------ Bloco de texto ------

Sorte que havia a proposta francesa, que parecia vantajosa e, o que é mais importante, viável. Abbas se apegou a ela. Visitou vários países, inclusive o Egito – que prometeu apoiar os interesses palestinos na ONU –, coisa que sempre fez.
Na Alemanha pediu a Merkel que apelasse a Netanyahu para aceitar a proposta da França. Ele continua achando possível convencer Bibi a ser bonzinho.
Merkel nem vai tentar, pois Netanyahu vai rejeitar a proposta francesa no Conselho de Segurança da ONU, como já anunciou. E aí, mesmo que os EUA a aceite, não haverá sanções contra a atitude hostil de Israel, como aconteceu no caso do apartheid sul-africano.
Qualquer dos candidatos que vença as próximas eleições norte-americanas protegerá Israel com todas as suas forças. Que são muitas e invencíveis.
Apesar dos inúmeros fracassos de Abbas, acredito que ele tem razão num ponto: sem o ok de Netanyahu, nada feito.
Só que não será a postura submissa do líder palestino que fará o chefão israelense mudar de ideia. Nem com a luta armada do Hamas. Com a sofisticação e o poder devastador das armas modernas de hoje, Davi não tem chance contra Golias.
Ainda existe, porém, uma saída: a resistência sem violência. Um grupo de altos dirigentes do Fatah e do Hamas a criou e já conseguiu a adesão de vários líderes dos movimentos pró-independência.

------ Dados coletados ------

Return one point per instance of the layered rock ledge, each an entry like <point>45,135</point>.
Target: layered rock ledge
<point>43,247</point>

------

▸ **Sobre a tarefa**
Reproduza fielmente o trecho do texto sobre Abbas e a proposta francesa que vai de "Apesar dos inúmeros" a "chance contra Golias.". Baseie-se exclusivamente no texto.

▸ **Resposta**
Apesar dos inúmeros fracassos de Abbas, acredito que ele tem razão num ponto: sem o ok de Netanyahu, nada feito.
Só que não será a postura submissa do líder palestino que fará o chefão israelense mudar de ideia. Nem com a luta armada do Hamas. Com a sofisticação e o poder devastador das armas modernas de hoje, Davi não tem chance contra Golias.